[Region annotation entries]
------------------------------------------------------------------------
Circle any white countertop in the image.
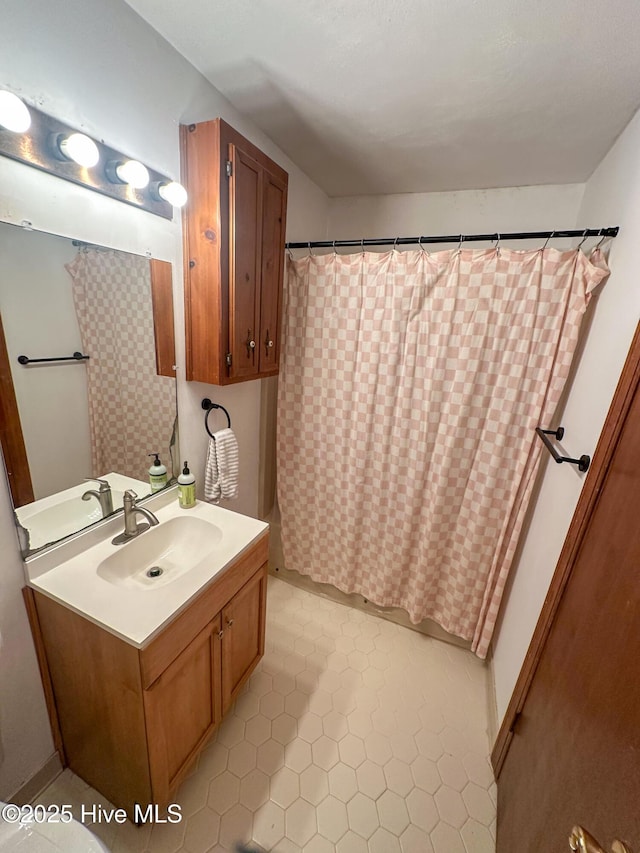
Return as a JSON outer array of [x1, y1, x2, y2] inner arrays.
[[27, 498, 269, 648]]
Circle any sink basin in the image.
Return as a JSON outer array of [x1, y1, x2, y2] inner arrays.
[[97, 516, 223, 590]]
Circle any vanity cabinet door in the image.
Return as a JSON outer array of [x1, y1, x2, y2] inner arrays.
[[222, 564, 267, 714], [143, 615, 221, 804]]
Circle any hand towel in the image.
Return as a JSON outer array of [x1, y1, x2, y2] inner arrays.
[[204, 429, 238, 503]]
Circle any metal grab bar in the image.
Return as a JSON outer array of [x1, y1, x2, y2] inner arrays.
[[536, 427, 591, 471]]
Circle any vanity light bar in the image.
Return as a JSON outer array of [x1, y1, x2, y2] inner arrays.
[[0, 90, 187, 219]]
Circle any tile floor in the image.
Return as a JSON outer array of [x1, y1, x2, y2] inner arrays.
[[38, 578, 495, 853]]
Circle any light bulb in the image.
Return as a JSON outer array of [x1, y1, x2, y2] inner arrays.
[[116, 160, 149, 190], [158, 181, 187, 207], [58, 133, 100, 168], [0, 89, 31, 133]]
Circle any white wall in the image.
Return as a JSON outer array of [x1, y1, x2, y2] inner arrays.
[[0, 223, 91, 500], [330, 184, 584, 243], [0, 0, 328, 799], [493, 105, 640, 718]]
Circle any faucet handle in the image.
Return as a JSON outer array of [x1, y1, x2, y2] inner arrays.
[[84, 477, 111, 492]]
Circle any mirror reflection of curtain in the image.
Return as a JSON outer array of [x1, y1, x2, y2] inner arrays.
[[67, 249, 176, 480]]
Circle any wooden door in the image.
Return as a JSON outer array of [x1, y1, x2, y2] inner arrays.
[[222, 565, 267, 714], [144, 615, 221, 805], [258, 170, 287, 375], [494, 326, 640, 853], [229, 143, 263, 379]]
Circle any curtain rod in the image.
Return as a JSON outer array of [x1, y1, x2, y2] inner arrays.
[[285, 226, 619, 249]]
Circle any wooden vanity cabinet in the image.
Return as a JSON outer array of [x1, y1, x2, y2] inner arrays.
[[30, 534, 268, 817], [180, 119, 288, 385]]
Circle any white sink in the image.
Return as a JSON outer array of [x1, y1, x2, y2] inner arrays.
[[27, 489, 269, 649], [97, 516, 222, 590]]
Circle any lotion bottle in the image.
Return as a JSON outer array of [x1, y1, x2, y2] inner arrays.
[[178, 462, 196, 509], [147, 453, 167, 492]]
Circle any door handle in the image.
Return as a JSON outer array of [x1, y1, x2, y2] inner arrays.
[[569, 826, 633, 853]]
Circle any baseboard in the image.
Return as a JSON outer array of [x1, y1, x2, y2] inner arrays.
[[9, 752, 62, 806]]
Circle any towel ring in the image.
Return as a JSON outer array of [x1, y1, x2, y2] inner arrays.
[[202, 397, 231, 441]]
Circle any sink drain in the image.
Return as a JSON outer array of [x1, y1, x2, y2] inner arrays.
[[147, 566, 162, 578]]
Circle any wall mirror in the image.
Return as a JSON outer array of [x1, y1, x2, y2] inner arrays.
[[0, 222, 179, 557]]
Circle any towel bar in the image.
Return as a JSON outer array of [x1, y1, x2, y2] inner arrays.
[[536, 427, 591, 471], [18, 352, 91, 364]]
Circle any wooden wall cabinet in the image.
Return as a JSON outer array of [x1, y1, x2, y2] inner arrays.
[[28, 535, 268, 818], [180, 119, 288, 385]]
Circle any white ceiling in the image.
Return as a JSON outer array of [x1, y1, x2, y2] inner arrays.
[[121, 0, 640, 196]]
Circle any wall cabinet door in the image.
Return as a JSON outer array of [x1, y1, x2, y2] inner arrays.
[[229, 143, 263, 379], [222, 566, 267, 714], [143, 615, 221, 803], [181, 119, 288, 385]]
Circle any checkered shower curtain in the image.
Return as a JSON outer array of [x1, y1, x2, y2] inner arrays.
[[67, 249, 176, 482], [277, 249, 608, 658]]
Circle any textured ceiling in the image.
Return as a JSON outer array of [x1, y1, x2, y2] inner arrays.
[[127, 0, 640, 196]]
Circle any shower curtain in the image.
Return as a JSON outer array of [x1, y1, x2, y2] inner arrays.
[[67, 249, 176, 482], [277, 243, 608, 658]]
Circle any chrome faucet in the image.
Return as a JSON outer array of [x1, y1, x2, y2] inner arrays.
[[111, 489, 160, 545], [82, 477, 113, 518]]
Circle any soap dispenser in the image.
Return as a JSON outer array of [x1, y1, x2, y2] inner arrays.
[[147, 453, 167, 492], [178, 462, 196, 509]]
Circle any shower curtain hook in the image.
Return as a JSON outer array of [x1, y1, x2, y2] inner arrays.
[[576, 228, 589, 251], [541, 231, 556, 252]]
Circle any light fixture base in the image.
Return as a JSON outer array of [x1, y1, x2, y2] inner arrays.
[[0, 99, 173, 219]]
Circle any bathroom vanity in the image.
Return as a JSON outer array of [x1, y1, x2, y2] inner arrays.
[[25, 496, 268, 814]]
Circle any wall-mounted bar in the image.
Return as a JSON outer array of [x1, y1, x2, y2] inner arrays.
[[536, 427, 591, 471], [285, 226, 620, 249], [0, 95, 178, 219], [18, 352, 91, 364]]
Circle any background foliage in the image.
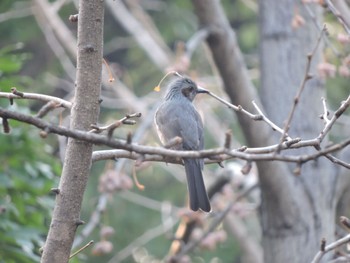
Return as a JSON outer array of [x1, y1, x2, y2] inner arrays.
[[0, 0, 348, 262]]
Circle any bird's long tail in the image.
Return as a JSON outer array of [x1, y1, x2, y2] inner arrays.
[[184, 159, 211, 212]]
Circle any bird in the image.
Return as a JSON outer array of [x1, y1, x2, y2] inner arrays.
[[155, 77, 211, 212]]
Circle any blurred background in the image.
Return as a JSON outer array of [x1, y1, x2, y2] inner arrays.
[[0, 0, 350, 263]]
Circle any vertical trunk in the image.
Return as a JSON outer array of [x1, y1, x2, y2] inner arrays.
[[258, 0, 337, 263], [41, 0, 104, 263]]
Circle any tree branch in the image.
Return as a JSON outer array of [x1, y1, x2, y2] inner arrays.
[[0, 108, 350, 168]]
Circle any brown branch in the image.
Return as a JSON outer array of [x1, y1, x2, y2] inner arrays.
[[325, 0, 350, 35], [311, 235, 350, 263], [170, 185, 257, 262], [276, 25, 326, 152], [0, 90, 72, 109], [89, 113, 141, 138], [0, 108, 350, 168]]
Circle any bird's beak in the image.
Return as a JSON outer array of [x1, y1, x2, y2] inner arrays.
[[197, 86, 209, 93]]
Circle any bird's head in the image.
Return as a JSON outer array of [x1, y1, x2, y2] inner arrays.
[[165, 78, 208, 101]]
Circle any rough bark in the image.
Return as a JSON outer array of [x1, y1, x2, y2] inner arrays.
[[192, 0, 348, 263], [258, 0, 338, 263], [41, 0, 104, 263]]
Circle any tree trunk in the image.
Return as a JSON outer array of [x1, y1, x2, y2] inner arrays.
[[258, 0, 338, 263], [41, 0, 104, 263]]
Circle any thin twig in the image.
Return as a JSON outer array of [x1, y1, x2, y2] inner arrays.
[[0, 92, 72, 109], [276, 25, 326, 153], [171, 184, 257, 262], [325, 0, 350, 35], [311, 235, 350, 263], [69, 240, 94, 259], [0, 108, 350, 168]]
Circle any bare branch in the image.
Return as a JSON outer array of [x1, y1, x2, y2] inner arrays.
[[0, 91, 72, 109], [311, 235, 350, 263], [0, 108, 350, 168], [325, 0, 350, 35], [277, 25, 326, 152], [89, 113, 141, 137]]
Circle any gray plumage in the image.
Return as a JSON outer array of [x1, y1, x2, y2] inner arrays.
[[155, 78, 211, 212]]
------------------------------------------------------------------------
## [Exercise directions]
Format each line of the listing above as a numbered list. Skip blank lines and omit the pictures.

## [Answer below]
1. Circle any white countertop in the image.
2. Return as a JSON outer array of [x1, y1, x2, y2] inner arrays.
3. [[27, 498, 269, 648]]
4. Circle any sink basin in the image.
5. Return as a JSON outer array of [x1, y1, x2, y2] inner arrays.
6. [[97, 516, 223, 590]]
7. Circle any vanity cabinet door in the image.
8. Return as a JSON outer array of [x1, y1, x2, y2] inner arrays.
9. [[222, 564, 267, 714], [143, 615, 221, 804]]
10. Circle any hand towel in the image.
11. Return as a JSON outer array of [x1, y1, x2, y2] inner arrays.
12. [[204, 429, 238, 503]]
13. Circle any metal grab bar in the image.
14. Return as a JSON outer array of [x1, y1, x2, y2] inner arrays.
15. [[536, 427, 591, 471]]
16. Circle any vanity light bar in the image.
17. Return as a JSON outer array of [x1, y1, x2, y2] inner arrays.
18. [[0, 90, 187, 219]]
19. Circle any tile floor in the image.
20. Return as a JSON outer array of [x1, y1, x2, y2] inner arrays.
21. [[38, 578, 495, 853]]
22. Circle any light bulb in the image.
23. Return as a JSON outer array of [x1, y1, x2, y2] inner arrays.
24. [[116, 160, 149, 190], [158, 181, 187, 207], [58, 133, 100, 168], [0, 89, 31, 133]]
25. Circle any white wall in the image.
26. Return as a JSON outer array of [x1, y1, x2, y2] inner arrays.
27. [[0, 223, 91, 500], [330, 184, 584, 243], [0, 0, 328, 799], [493, 105, 640, 718]]
28. Circle any faucet handle in the image.
29. Return as a JSON outer array of [x1, y1, x2, y2] inner arrays.
30. [[84, 477, 111, 492]]
31. Circle any mirror reflection of curtain in the image.
32. Return as a JSON outer array of [x1, y1, x2, y2] inner arrays.
33. [[67, 249, 176, 480]]
34. Circle any wooden door in the image.
35. Return as a JSON outer array of [x1, y1, x2, y2] inner arrays.
36. [[222, 565, 267, 714], [144, 615, 221, 805], [258, 170, 287, 375], [494, 326, 640, 853], [229, 143, 263, 379]]
37. Circle any curtain rod in the image.
38. Return as a JSON outer array of [x1, y1, x2, y2] inner arrays.
39. [[285, 226, 619, 249]]
40. Circle any wooden vanity cabinet in the image.
41. Return as a JSON outer array of [x1, y1, x2, y2] inner arrays.
42. [[30, 534, 268, 817], [180, 119, 288, 385]]
43. Circle any white sink in the image.
44. Return as a JSON outer array of [x1, y1, x2, y2] inner arrays.
45. [[27, 489, 269, 649], [97, 516, 222, 590]]
46. Circle any lotion bottle in the image.
47. Return as a JSON outer array of [x1, y1, x2, y2] inner arrays.
48. [[178, 462, 196, 509], [147, 453, 167, 492]]
49. Circle any door handle in the image.
50. Return as a JSON outer array of [x1, y1, x2, y2] inner arrays.
51. [[569, 826, 633, 853]]
52. Circle any baseboard in the image.
53. Return as a JSON outer array of [x1, y1, x2, y2] inner arrays.
54. [[9, 752, 62, 806]]
55. Circle any towel ring in the image.
56. Return as a JSON outer array of [x1, y1, x2, y2] inner arrays.
57. [[202, 397, 231, 441]]
58. Circle any sink drain in the image.
59. Return as a JSON outer array of [x1, y1, x2, y2] inner arrays.
60. [[147, 566, 162, 578]]
61. Circle any wall mirror in the image.
62. Return as a JSON outer array of [x1, y1, x2, y2] inner arrays.
63. [[0, 222, 179, 557]]
64. Circle any towel bar in the image.
65. Return as a JSON outer array of [x1, y1, x2, y2] inner arrays.
66. [[536, 427, 591, 471], [18, 352, 91, 364]]
67. Circle any wooden wall cabinet in the image.
68. Return as a JSON outer array of [x1, y1, x2, y2] inner arrays.
69. [[28, 535, 268, 818], [180, 119, 288, 385]]
70. Circle any white ceiling in the image.
71. Return as a JSON outer array of [x1, y1, x2, y2] inner arrays.
72. [[121, 0, 640, 196]]
73. Circle any wall cabinet door in the image.
74. Return as a JSON outer array of [x1, y1, x2, y2] inner arrays.
75. [[229, 143, 263, 379], [222, 566, 267, 714], [143, 615, 221, 803], [181, 119, 288, 385]]
76. Circle any checkered shower curtain in the image.
77. Return as a JSON outer array of [x1, y1, x2, y2] inner arrays.
78. [[67, 249, 176, 482], [277, 249, 608, 658]]
79. Circle any textured ceiling in the image.
80. Return as a JSON outer array of [x1, y1, x2, y2] inner arrays.
81. [[127, 0, 640, 196]]
82. Circle any shower curtain in the image.
83. Return as a JSON outer array of [x1, y1, x2, y2] inner arrays.
84. [[67, 249, 176, 482], [277, 243, 608, 658]]
85. Circle any chrome faucet in the image.
86. Return as a JSON outer array of [x1, y1, x2, y2] inner arrays.
87. [[111, 489, 160, 545], [82, 477, 113, 518]]
88. Circle any soap dispenser in the image.
89. Return as a JSON outer array of [x1, y1, x2, y2] inner arrays.
90. [[147, 453, 167, 492], [178, 462, 196, 509]]
91. Circle any shower curtain hook in the image.
92. Return as a JSON outer array of [x1, y1, x2, y2] inner arrays.
93. [[576, 228, 589, 251], [541, 231, 556, 252]]
94. Circle any light fixture base in the image.
95. Return as a JSON outer array of [x1, y1, x2, y2] inner arrays.
96. [[0, 99, 173, 219]]
97. Circle any bathroom vanity in the image.
98. Return as a JSON outer array of [x1, y1, x2, y2] inner arrays.
99. [[25, 496, 268, 814]]
100. Circle any wall-mounted bar in the image.
101. Return as a JSON outer array of [x1, y1, x2, y2] inner arrays.
102. [[536, 427, 591, 471], [285, 226, 620, 249], [0, 95, 178, 219], [18, 352, 91, 364]]
103. Circle any background foliage in the image.
104. Return as a JSON outer array of [x1, y1, x2, y2] inner arrays.
105. [[0, 0, 348, 262]]
106. Circle any bird's long tail in the image.
107. Return as a JSON outer array of [x1, y1, x2, y2] inner arrays.
108. [[184, 159, 211, 212]]
109. Circle any bird in the image.
110. Return as a JSON outer array of [x1, y1, x2, y2] inner arrays.
111. [[155, 77, 211, 212]]
112. Circle any blurred background in the image.
113. Return as a JSON outer array of [x1, y1, x2, y2] inner arrays.
114. [[0, 0, 350, 263]]
115. Circle any vertical trunk in the image.
116. Return as a JSON outer array of [x1, y1, x2, y2] inner arrays.
117. [[258, 0, 337, 263], [41, 0, 104, 263]]
118. Circle any tree branch in the image.
119. Return as a JSON outer array of [x1, y1, x2, y2] inner arrays.
120. [[0, 108, 350, 168]]
121. Circle any brown branch in the image.
122. Return as a JSON outer array of [x1, y1, x2, y2] inner arrays.
123. [[325, 0, 350, 35], [311, 235, 350, 263], [170, 185, 257, 262], [276, 25, 326, 152], [0, 90, 72, 109], [89, 113, 141, 138], [0, 108, 350, 168]]
124. Circle any bird's beak in the image.
125. Return as a JSON outer array of [x1, y1, x2, y2] inner arrays.
126. [[197, 86, 209, 93]]
127. Circle any bird's head in the image.
128. Return as a JSON outer array of [x1, y1, x2, y2] inner arrays.
129. [[165, 78, 208, 101]]
130. Circle any rough bark in the image.
131. Return as a JSON outer array of [x1, y1, x2, y2] inner arrays.
132. [[192, 0, 348, 263], [258, 0, 338, 263], [41, 0, 104, 263]]
133. Circle any tree trunk in the image.
134. Return as a JSON outer array of [x1, y1, x2, y2] inner arrays.
135. [[258, 0, 338, 263], [41, 0, 104, 263]]
136. Circle any thin twig in the image.
137. Return as a JSON outer array of [x1, y1, x2, y2] inner arrays.
138. [[0, 92, 72, 109], [276, 25, 326, 153], [171, 184, 257, 262], [325, 0, 350, 35], [311, 235, 350, 263], [69, 240, 94, 259], [0, 108, 350, 168]]
139. Circle any bare branch in the image.
140. Return as a JSON outer array of [x1, y1, x2, y2] inner arrays.
141. [[0, 91, 72, 109], [311, 235, 350, 263], [0, 108, 350, 168], [325, 0, 350, 35], [277, 25, 326, 152], [89, 113, 141, 137]]
142. Circle any gray plumage in the image.
143. Return as a JSON outer array of [x1, y1, x2, y2] inner arrays.
144. [[155, 78, 211, 212]]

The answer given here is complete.